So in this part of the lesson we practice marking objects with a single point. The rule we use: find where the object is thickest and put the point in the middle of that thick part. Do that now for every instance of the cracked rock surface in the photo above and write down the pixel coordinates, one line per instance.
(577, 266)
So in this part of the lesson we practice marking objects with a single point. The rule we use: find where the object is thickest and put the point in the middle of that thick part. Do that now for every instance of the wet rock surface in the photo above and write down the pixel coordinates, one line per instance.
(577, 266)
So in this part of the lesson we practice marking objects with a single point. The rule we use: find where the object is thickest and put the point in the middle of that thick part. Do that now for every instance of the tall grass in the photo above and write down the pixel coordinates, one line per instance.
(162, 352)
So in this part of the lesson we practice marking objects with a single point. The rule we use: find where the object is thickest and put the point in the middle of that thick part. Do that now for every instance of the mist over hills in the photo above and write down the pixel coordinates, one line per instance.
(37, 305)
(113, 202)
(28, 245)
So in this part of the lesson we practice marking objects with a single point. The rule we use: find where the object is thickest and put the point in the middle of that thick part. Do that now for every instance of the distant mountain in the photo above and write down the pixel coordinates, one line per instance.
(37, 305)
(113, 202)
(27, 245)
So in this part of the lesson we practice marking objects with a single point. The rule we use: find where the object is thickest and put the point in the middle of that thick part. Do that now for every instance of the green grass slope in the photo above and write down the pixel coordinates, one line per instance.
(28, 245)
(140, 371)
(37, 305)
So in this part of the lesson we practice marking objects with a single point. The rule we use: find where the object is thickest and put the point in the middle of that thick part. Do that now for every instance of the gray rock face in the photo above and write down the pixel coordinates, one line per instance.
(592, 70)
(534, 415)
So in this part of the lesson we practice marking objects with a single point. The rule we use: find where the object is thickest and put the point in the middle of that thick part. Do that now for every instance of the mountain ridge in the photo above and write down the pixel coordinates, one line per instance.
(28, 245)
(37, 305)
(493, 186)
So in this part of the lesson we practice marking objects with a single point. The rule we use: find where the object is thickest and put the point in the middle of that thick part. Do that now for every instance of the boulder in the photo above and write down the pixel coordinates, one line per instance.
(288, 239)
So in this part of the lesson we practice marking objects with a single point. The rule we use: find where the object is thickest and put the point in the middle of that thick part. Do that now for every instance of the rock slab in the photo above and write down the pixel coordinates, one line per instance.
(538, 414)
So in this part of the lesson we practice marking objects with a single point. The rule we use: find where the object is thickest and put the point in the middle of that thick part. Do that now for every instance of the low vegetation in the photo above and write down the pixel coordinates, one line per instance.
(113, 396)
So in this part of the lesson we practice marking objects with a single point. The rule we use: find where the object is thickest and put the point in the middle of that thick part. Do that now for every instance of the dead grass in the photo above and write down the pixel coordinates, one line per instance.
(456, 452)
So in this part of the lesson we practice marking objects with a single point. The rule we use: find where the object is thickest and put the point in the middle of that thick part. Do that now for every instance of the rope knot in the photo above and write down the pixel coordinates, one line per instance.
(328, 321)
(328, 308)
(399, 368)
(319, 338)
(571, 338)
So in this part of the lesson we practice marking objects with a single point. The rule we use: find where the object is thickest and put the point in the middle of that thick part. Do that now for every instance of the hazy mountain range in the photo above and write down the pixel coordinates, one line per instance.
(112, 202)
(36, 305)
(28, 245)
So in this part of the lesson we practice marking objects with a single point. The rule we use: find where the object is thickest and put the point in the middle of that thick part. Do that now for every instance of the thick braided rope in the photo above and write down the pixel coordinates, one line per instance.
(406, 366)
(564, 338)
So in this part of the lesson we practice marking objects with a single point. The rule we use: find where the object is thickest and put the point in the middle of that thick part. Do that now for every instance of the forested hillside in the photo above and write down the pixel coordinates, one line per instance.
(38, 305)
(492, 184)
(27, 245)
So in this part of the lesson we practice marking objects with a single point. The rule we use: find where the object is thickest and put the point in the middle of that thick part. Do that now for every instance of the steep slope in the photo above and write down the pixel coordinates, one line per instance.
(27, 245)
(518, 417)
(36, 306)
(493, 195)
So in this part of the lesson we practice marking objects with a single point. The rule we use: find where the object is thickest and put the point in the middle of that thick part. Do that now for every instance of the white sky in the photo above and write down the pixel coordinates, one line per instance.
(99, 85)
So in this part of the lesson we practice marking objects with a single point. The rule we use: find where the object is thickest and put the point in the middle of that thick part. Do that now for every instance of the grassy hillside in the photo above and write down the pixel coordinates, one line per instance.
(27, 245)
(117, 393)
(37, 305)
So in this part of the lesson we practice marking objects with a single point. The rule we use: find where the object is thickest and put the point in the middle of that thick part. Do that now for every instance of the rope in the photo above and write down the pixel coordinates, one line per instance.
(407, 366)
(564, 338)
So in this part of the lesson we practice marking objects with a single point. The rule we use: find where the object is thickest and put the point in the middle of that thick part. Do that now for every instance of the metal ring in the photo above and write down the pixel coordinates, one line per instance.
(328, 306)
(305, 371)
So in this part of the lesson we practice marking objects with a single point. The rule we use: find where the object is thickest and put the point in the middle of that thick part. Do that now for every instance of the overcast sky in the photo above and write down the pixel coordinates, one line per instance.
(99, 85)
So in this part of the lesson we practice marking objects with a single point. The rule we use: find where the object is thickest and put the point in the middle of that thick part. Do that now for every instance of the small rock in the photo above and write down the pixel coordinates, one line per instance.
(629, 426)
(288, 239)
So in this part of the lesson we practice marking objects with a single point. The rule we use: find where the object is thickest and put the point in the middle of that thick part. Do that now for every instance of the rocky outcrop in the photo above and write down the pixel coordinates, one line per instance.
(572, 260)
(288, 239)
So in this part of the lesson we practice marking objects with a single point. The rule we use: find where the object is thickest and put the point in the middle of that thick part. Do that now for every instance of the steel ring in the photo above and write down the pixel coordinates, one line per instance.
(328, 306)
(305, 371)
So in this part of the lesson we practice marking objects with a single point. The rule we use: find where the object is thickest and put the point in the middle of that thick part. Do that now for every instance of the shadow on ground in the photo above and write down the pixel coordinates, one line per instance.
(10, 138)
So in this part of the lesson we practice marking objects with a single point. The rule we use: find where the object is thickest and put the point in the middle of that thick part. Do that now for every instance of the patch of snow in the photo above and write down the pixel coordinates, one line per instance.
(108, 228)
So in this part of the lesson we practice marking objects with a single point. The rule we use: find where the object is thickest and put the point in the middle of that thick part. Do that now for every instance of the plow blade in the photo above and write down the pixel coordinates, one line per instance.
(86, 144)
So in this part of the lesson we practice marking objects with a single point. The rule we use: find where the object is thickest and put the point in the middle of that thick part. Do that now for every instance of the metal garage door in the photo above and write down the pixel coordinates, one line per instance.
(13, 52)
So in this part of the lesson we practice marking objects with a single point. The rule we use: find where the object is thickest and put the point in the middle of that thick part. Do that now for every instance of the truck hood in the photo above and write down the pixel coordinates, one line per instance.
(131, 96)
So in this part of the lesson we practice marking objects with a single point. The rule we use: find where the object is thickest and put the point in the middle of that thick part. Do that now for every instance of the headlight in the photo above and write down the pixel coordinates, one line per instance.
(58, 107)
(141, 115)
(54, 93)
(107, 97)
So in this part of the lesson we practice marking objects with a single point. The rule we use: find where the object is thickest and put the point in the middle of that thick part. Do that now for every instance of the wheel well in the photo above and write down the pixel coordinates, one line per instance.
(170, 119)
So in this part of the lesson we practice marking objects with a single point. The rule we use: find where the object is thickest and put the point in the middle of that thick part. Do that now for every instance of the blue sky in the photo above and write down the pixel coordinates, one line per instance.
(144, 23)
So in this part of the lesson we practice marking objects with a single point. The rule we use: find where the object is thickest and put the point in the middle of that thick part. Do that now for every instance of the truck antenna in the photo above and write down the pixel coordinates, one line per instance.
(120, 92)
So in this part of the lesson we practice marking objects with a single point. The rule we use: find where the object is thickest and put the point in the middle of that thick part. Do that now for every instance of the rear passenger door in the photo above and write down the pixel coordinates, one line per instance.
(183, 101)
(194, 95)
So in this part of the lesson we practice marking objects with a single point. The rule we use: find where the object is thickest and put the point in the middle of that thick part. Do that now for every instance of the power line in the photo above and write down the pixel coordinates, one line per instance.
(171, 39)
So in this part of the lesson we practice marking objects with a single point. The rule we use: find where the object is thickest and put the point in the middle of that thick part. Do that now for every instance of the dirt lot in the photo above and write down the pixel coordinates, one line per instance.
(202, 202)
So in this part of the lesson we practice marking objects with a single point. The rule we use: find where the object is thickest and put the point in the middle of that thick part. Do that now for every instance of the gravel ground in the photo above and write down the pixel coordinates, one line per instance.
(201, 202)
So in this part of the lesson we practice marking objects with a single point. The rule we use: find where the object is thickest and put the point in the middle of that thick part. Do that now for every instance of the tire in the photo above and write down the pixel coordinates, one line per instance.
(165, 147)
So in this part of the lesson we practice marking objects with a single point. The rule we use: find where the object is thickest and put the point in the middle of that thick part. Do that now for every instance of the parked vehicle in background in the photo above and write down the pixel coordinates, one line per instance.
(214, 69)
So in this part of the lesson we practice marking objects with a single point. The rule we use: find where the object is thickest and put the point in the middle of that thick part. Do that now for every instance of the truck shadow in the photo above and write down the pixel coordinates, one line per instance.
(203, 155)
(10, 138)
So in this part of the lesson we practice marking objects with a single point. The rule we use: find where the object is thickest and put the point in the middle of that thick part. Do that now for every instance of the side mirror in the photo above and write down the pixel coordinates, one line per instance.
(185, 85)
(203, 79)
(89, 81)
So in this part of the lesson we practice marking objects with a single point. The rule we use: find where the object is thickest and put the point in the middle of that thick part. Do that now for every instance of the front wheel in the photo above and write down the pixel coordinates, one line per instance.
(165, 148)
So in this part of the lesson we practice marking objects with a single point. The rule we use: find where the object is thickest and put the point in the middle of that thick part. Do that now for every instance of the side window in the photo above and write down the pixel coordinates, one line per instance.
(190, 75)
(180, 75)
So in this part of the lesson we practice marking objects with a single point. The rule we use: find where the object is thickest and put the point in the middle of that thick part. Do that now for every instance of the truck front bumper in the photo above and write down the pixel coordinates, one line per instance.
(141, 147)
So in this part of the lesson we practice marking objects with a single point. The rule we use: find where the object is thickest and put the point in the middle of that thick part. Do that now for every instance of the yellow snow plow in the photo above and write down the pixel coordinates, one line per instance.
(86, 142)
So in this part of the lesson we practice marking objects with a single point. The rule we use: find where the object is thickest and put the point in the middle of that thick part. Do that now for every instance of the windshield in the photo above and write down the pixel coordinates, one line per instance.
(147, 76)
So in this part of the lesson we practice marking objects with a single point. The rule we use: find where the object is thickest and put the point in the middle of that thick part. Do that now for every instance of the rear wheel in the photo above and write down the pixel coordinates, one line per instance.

• **Instructions to follow**
Go back to the data above and please quote exactly, and only, the lines from the line with "of the yellow" through its last line.

• **Solution to this exercise**
So in this part of the lesson we practice marking objects with a single point. The rule we use: find where the object is thickest and put the point in the middle of that thick part. Do that now for every instance of the yellow snow plow in the photo above and write down the pixel coordinates, one line per instance.
(86, 142)
So in this part of the lesson we practice marking objects with a single point. The rule we use: find where the object is thickest and put the point in the middle of that thick part. Do that now for every instance of the windshield in the photo above and write down the pixel coordinates, one line per instance.
(147, 76)
So in this part of the lesson we practice marking objects with a single point. The rule we use: find where the object is thickest and put the point in the middle of that thick part. Do that now for every instance of the rear wheel in the photo above and write down the pixel coordinates, one line per instance.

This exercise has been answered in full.